* PASSAGE PROVIDED:

Susan Gal and Judith Irvine write about language standardization.
There's a great book on the adoption of the Midwest dialect as the American standard and its roots in anti-Southern/Eastern European racism, and the author has an Italian name that begins with a B, but I can't for the life of me remember and googling key words isn't pulling it up. It will probably pop in my head 2 hours later. Leslie Milroy, a Scottish sociolinguist, writes about the Scottish influence on picking a rhotic form for American English standard.
Will add more later.
315
I love that movie!
My parents lived in Norway for a bit in the 70s, and my mother has a story that she used to take the bus every day with the same people, and no one ever made so much as eye contact with her. On her very last day, somehow it came out she was American, and suddenly everyone was extremely friendly to her.
My father has a story that he was once in Bergen and saw what looked like a little boutique filled with lots of beautiful crafts. He walked in and started looking all the objects out for display, picking some up and so forth. A woman came out and asked if he needed anything, and he responded 'no thanks, I'm just looking.' She stood there for a little bit, then went off and came back with her husband. They apologetically explained that they were not in fact a boutique but were instead expecting company so they'd just laid all their nice things out. My father realized he'd just waltzed into someone's house and started handling their stuff. They then got into an apology-off over who was being more rude, my father, or them for kicking him out.
315.3 !!
I once did something a little like that, but outside the house in question, which I had mistaken for a stuga owned by the farm where I was staying, so I walked round peering in all the windows, etc ... but this was outside Sorsele, in the Swedish backwoods. Actual manners aren't really at all different in the back country, in my experience. But you have to go much further to get to the Swedish back country. I don't think the Norwegians had nearly the same experience of rural depopulation in the 50s and 60s -- they had no Stockholm to go to.

* DATA BELOW:
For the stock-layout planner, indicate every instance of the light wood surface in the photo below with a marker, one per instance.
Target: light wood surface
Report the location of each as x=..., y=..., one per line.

* TASK PROMPT: Write what comes next in the comment thread about dialects and travel stories from Norway and Sweden, starting right after its last sentence.

* RESPONSE TO THE TASK:
So, it sounds like the Germans went about invading Norway the hard way.
Despite their vaunted sovereign wealth fund, it's not clear to me that Norway is avoiding the resource curse.
Well, they're doing better than Alaska, at least.
310: What's bad about them?
Short version: They're assholes.
Long version: I shouldn't have made that comment in the first place b/c I can't really tell the whole story here, and teasing isn't nice. I'm sorry about that. The best I can do is say that I am familiar with the science, personalities, and politics involved in this particular award and find much to dislike on all three counts.
321: and how. A colleague of mine just pointed me to the wiki page for Operation Fork (the British invasion of Iceland in 1940) which includes this great bit:
Just before five o'clock in the morning, Fearless, loaded with around 400 marines, set out for the harbour. A small crowd had assembled, including several policemen still waiting for the customs boat. The British consul had received advance notice of the invasion and was waiting with his associates to assist the troops when they arrived. Uncomfortable with the crowd, Consul Shepherd turned to the Icelandic police. "Would you mind ... getting the crowd to stand back a bit, so that the soldiers can get off the destroyer?" he asked. "Certainly," came the reply.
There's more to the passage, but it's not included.